Detection examples
════════

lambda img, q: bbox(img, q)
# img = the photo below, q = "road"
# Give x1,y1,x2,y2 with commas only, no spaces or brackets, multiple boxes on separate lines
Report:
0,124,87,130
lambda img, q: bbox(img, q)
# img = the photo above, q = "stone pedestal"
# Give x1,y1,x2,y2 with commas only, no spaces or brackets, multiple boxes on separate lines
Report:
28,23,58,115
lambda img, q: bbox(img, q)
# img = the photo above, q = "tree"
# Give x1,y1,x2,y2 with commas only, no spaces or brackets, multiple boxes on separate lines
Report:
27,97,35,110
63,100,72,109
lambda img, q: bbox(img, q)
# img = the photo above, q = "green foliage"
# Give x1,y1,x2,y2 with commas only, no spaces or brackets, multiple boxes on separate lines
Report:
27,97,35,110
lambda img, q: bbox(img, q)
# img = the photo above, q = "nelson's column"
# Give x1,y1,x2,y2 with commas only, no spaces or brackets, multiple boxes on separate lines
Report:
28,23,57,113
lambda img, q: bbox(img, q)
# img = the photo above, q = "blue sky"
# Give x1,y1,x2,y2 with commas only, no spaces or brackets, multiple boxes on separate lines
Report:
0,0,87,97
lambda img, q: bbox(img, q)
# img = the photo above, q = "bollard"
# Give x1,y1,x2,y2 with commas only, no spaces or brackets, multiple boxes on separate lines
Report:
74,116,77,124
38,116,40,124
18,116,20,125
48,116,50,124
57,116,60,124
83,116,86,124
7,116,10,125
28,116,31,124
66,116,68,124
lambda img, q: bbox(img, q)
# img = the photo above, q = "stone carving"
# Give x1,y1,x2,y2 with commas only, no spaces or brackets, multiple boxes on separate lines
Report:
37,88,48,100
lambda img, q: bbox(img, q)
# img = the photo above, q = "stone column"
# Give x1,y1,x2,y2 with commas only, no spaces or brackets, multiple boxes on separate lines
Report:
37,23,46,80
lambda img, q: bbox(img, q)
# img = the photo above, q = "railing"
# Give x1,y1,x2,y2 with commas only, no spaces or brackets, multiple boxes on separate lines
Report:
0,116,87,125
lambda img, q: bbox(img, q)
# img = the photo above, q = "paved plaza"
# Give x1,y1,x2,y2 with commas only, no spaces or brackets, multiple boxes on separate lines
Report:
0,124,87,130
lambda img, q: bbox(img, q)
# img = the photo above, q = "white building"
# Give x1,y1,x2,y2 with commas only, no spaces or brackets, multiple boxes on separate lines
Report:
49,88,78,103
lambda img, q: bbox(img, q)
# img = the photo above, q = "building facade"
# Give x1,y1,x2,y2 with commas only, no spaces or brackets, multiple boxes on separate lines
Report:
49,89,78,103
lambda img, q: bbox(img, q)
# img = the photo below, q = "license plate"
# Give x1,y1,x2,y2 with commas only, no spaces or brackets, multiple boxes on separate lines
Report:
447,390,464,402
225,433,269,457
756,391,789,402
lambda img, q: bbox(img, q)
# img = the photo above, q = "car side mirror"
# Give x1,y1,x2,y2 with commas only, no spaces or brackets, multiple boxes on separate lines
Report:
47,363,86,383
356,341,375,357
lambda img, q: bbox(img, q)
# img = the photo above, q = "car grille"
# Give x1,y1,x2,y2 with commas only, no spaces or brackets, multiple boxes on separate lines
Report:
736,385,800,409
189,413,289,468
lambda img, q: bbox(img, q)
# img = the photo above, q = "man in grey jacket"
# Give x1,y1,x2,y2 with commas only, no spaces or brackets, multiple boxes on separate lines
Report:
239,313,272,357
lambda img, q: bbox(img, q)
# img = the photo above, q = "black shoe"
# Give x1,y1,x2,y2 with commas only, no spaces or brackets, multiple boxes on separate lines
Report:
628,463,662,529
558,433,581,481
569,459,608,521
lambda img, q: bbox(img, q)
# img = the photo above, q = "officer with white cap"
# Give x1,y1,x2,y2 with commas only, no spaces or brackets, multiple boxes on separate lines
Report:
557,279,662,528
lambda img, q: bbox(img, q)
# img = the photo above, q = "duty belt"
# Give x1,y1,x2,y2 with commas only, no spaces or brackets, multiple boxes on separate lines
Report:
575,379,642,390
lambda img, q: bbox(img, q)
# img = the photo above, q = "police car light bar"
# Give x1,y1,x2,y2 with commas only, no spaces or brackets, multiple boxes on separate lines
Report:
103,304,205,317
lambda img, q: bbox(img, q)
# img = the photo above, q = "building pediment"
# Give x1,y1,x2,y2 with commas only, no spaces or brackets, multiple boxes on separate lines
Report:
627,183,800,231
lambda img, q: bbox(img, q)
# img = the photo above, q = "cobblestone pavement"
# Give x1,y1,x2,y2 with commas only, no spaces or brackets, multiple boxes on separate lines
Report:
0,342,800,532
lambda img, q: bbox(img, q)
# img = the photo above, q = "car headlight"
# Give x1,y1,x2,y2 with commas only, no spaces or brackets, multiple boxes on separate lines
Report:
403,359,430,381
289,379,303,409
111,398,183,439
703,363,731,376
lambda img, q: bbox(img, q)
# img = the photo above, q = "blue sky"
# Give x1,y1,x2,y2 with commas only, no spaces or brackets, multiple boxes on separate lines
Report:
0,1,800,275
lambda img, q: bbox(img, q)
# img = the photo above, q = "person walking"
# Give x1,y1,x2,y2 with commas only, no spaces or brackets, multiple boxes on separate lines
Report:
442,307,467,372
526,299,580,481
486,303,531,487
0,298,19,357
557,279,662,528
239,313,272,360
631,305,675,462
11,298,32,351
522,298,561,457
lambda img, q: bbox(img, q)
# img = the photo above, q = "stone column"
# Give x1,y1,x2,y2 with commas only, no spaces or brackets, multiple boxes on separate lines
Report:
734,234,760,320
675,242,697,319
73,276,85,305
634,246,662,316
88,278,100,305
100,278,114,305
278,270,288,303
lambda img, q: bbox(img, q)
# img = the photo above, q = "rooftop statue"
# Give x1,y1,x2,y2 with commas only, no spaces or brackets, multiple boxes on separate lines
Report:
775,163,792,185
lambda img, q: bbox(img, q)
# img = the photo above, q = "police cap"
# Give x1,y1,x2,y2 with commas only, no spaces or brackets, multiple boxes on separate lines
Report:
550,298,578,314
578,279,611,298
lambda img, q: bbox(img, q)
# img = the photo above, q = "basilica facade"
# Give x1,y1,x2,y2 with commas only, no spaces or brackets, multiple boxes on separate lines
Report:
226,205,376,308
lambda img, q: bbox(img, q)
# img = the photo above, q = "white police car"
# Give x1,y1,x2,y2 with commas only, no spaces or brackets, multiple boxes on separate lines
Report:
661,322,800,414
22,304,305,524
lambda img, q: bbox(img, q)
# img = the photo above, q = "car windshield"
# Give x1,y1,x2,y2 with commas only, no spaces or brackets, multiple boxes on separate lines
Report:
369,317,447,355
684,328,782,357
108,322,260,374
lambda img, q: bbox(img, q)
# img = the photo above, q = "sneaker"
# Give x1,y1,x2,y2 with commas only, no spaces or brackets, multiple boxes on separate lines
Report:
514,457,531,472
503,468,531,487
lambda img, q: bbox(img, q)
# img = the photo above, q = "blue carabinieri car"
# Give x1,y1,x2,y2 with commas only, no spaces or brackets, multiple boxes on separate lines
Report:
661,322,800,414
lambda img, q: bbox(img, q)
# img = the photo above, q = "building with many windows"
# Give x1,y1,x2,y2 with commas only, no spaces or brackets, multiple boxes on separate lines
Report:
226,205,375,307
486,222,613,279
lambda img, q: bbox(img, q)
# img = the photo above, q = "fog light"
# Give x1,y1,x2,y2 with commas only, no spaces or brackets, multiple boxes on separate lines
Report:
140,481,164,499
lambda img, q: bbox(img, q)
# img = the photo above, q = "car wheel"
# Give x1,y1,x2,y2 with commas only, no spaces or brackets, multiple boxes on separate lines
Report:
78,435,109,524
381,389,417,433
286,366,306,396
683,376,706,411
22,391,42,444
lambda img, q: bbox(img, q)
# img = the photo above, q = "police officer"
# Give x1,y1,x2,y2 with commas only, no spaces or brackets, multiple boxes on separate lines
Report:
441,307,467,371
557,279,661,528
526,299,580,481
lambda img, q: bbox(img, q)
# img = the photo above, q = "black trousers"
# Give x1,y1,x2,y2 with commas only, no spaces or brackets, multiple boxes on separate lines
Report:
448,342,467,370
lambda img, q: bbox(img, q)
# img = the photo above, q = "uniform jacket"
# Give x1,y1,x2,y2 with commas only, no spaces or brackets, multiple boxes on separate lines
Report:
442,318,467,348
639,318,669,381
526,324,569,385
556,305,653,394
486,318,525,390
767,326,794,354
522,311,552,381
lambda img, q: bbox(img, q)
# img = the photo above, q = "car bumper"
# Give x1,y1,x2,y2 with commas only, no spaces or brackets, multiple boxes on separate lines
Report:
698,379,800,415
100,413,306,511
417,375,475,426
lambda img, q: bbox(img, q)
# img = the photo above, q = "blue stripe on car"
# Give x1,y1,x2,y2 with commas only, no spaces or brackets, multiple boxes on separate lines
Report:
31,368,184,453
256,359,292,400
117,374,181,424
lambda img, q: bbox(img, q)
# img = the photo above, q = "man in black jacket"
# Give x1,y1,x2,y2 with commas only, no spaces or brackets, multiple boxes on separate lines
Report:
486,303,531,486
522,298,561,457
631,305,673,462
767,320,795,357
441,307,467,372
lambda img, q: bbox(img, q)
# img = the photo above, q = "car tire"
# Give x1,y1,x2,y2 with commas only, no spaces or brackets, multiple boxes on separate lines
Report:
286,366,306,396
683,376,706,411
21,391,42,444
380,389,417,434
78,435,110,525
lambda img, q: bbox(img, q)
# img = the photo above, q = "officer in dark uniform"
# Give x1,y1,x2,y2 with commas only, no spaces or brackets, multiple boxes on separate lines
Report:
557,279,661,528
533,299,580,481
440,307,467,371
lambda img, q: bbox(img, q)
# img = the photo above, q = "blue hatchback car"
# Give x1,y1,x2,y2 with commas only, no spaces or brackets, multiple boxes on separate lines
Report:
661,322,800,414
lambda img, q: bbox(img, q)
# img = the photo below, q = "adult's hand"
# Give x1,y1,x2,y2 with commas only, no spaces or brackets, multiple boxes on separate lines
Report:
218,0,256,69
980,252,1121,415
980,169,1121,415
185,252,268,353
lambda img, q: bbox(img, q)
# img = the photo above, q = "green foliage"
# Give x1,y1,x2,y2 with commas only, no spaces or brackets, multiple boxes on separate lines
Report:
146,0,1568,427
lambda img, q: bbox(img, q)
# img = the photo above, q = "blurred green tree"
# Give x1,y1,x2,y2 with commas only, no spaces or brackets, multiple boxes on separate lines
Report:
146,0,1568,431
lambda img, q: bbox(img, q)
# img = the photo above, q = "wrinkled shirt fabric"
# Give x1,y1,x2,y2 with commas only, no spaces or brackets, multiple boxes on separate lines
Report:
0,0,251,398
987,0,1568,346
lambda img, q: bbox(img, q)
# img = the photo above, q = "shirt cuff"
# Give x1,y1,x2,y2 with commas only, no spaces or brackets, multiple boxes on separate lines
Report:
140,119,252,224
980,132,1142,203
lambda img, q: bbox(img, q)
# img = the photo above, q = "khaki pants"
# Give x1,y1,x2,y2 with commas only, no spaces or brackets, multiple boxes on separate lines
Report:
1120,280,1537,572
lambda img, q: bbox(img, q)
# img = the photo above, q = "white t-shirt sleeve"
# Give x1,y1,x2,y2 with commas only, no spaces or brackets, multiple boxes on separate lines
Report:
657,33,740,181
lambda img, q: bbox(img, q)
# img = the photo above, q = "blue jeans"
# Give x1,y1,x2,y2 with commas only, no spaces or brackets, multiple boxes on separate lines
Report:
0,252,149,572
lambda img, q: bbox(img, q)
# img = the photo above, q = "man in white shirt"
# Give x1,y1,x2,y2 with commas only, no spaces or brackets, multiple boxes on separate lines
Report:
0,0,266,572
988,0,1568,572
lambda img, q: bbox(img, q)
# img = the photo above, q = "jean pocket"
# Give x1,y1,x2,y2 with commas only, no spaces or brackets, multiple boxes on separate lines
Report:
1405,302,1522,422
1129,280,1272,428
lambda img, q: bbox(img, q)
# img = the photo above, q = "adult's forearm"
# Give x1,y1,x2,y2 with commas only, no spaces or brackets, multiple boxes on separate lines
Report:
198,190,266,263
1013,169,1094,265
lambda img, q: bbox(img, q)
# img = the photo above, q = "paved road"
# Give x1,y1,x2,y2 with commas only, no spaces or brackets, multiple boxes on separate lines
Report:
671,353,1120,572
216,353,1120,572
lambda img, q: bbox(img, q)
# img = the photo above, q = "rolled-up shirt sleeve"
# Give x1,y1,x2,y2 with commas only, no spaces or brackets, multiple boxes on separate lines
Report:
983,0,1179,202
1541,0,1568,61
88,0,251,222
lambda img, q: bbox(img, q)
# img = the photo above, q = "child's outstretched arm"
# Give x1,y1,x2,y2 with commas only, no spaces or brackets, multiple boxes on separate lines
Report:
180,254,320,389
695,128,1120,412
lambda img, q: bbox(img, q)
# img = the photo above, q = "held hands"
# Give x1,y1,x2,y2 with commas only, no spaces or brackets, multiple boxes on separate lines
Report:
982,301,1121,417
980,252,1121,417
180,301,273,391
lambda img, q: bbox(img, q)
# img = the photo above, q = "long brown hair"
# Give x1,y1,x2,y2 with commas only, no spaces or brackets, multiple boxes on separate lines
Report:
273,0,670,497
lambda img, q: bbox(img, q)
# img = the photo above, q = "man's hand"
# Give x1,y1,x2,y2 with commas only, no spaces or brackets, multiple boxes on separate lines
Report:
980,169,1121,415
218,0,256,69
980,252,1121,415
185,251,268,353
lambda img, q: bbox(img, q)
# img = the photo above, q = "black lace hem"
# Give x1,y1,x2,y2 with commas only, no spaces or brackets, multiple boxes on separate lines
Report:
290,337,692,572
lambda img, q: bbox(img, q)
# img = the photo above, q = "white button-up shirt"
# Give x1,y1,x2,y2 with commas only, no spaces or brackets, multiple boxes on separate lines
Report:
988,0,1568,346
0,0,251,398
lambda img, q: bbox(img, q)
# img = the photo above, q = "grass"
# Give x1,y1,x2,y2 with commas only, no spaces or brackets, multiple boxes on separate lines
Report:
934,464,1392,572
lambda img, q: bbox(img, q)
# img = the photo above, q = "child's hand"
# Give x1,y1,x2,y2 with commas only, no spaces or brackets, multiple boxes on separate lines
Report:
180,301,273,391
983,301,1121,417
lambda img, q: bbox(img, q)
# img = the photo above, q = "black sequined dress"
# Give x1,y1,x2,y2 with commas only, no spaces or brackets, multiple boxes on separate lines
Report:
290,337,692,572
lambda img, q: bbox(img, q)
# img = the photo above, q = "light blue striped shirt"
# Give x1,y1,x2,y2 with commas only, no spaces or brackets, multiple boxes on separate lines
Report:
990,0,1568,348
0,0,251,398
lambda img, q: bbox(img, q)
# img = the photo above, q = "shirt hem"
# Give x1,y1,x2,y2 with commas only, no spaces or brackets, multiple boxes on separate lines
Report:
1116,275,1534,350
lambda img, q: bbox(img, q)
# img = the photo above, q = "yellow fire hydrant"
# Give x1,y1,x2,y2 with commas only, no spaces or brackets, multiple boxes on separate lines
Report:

════════

Show every line of the records above that contains the string "child", treating uppercase and lowercase as distinct.

# img = the photo above, q = "child's outstretched arm"
# img = the photo above, q = "child's hand"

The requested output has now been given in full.